● **WHAT THE TASK ASKS**: Pick out each line in the entries below that contains the word "plastic" and copy it. Matching is case-sensitive.

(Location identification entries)
------------------------

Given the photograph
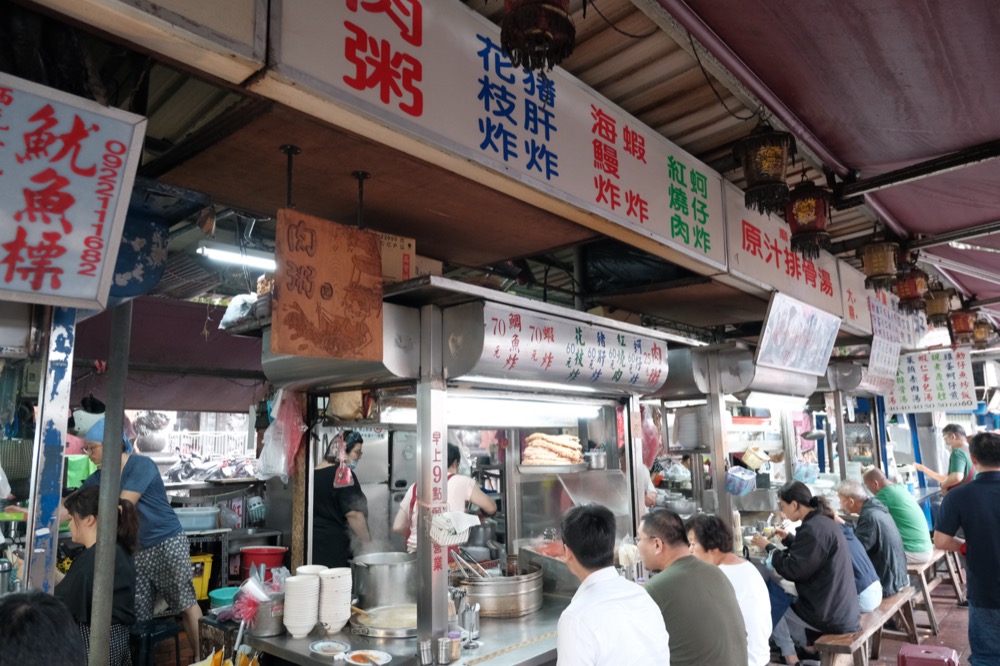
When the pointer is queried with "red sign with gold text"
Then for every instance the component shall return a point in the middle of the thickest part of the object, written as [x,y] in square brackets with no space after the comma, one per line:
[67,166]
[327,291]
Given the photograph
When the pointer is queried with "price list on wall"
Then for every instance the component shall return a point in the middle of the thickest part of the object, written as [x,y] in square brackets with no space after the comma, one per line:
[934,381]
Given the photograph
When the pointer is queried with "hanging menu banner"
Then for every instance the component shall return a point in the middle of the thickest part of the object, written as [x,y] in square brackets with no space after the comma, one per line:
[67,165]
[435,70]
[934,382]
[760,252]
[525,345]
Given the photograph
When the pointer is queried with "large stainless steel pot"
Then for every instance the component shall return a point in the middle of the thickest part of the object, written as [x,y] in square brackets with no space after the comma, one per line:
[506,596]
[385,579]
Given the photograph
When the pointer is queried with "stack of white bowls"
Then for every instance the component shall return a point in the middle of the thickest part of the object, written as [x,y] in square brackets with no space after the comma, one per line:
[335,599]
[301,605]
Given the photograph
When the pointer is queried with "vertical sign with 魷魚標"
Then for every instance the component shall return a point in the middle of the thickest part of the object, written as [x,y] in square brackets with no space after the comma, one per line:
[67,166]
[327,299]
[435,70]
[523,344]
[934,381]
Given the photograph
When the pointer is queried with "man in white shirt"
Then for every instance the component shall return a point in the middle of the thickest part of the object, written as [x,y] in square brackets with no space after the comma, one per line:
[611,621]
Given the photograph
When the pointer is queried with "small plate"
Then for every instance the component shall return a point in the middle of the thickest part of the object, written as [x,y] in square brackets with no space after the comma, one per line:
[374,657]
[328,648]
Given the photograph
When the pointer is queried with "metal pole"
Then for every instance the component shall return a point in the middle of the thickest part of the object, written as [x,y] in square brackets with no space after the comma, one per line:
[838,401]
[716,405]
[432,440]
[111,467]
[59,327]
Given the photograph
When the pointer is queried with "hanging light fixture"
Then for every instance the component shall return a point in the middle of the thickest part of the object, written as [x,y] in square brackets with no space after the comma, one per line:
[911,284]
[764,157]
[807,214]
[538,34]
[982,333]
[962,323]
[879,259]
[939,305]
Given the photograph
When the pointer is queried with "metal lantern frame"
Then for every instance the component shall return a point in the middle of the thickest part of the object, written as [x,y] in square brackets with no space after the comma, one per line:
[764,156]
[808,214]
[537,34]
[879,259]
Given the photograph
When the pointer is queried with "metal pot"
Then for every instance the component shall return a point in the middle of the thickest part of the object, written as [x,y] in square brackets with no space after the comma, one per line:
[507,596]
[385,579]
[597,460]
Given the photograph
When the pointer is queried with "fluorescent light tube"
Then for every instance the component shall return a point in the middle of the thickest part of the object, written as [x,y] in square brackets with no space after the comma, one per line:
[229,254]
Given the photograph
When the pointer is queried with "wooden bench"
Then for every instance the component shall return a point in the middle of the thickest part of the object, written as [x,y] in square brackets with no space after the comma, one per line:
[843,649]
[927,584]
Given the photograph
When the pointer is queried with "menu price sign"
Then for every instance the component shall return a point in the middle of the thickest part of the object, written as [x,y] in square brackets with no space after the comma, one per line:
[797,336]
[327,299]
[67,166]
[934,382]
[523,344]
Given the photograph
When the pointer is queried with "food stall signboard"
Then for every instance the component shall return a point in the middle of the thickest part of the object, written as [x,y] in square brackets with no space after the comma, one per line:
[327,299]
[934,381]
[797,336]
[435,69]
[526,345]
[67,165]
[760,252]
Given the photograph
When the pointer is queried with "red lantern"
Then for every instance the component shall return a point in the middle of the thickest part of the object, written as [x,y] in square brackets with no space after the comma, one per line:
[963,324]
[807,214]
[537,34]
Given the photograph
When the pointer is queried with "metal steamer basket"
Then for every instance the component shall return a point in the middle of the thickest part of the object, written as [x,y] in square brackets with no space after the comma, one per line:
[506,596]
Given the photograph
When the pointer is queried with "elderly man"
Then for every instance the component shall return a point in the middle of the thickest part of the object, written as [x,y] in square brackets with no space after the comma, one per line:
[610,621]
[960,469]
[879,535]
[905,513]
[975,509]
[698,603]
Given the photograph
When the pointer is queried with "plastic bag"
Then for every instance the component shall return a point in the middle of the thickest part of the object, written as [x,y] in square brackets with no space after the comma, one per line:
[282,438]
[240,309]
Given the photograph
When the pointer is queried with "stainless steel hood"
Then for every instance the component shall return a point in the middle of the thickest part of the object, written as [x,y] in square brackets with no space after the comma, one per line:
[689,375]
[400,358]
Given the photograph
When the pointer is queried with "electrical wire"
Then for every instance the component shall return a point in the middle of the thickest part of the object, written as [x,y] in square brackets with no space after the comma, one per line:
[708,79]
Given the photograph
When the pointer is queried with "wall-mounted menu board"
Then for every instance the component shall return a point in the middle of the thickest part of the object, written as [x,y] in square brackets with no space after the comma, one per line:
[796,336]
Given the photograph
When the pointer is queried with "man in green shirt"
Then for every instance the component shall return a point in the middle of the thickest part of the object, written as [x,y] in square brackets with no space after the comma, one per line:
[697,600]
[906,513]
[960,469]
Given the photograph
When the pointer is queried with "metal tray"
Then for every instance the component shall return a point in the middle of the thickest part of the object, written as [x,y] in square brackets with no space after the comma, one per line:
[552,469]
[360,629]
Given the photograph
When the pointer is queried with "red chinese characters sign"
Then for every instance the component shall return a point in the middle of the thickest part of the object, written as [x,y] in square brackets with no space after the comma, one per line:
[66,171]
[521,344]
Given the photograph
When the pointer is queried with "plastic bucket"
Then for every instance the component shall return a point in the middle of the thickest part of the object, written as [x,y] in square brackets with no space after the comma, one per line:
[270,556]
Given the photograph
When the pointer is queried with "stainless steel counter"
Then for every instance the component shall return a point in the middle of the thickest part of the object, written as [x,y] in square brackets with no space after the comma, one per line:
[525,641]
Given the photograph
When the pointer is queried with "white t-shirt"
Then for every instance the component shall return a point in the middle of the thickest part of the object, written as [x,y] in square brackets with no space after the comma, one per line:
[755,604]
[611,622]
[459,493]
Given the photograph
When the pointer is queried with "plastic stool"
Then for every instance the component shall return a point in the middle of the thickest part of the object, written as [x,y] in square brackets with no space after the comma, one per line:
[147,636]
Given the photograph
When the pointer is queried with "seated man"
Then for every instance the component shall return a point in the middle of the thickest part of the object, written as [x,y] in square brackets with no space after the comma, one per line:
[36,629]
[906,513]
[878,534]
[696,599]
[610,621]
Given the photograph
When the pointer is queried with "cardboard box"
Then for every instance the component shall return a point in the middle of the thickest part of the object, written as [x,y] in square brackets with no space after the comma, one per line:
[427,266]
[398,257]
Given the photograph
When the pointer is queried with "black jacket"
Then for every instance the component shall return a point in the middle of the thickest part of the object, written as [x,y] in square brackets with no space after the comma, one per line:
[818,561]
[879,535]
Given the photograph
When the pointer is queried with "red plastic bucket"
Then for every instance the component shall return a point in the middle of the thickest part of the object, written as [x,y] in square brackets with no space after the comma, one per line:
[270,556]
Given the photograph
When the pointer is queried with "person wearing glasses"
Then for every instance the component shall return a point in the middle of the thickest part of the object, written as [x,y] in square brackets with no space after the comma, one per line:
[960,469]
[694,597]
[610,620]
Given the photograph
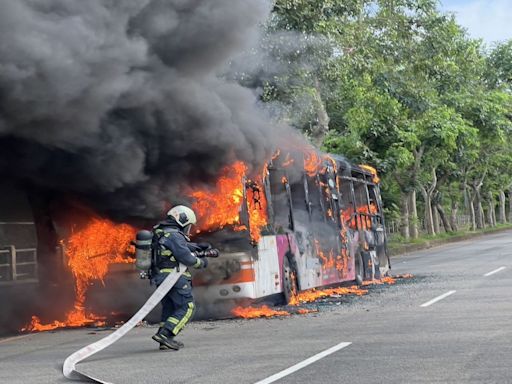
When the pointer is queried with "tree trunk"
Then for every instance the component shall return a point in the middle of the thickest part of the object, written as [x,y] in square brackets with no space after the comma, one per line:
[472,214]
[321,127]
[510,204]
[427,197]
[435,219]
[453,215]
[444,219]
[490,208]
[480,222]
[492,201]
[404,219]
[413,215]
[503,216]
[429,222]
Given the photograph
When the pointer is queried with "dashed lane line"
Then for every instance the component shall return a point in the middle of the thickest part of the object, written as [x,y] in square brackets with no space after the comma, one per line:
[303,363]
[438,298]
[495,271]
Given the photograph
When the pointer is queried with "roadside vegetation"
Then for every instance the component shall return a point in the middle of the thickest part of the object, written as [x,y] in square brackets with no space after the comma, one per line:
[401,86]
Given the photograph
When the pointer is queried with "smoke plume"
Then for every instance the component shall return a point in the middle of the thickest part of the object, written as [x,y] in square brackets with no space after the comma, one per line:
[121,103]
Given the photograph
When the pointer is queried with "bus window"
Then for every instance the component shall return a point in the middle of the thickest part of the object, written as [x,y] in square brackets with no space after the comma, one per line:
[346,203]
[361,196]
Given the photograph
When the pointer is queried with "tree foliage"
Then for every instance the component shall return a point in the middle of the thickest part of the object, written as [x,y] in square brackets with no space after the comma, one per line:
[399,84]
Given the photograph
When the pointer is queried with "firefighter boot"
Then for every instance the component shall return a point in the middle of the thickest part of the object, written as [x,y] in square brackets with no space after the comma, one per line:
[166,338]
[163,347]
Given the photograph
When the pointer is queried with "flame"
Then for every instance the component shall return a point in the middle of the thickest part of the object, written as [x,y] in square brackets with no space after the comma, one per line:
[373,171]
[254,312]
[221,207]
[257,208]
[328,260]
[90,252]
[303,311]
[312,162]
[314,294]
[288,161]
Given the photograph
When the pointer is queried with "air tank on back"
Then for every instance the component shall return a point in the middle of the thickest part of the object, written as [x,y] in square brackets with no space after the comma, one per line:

------------------------

● **EXERCISE RESPONSE**:
When the pointer is queried with "plastic bag"
When the pointer is queried with "plastic bucket"
When the pointer is queried with "plastic stool"
When the pointer is queried with "red plastic bucket"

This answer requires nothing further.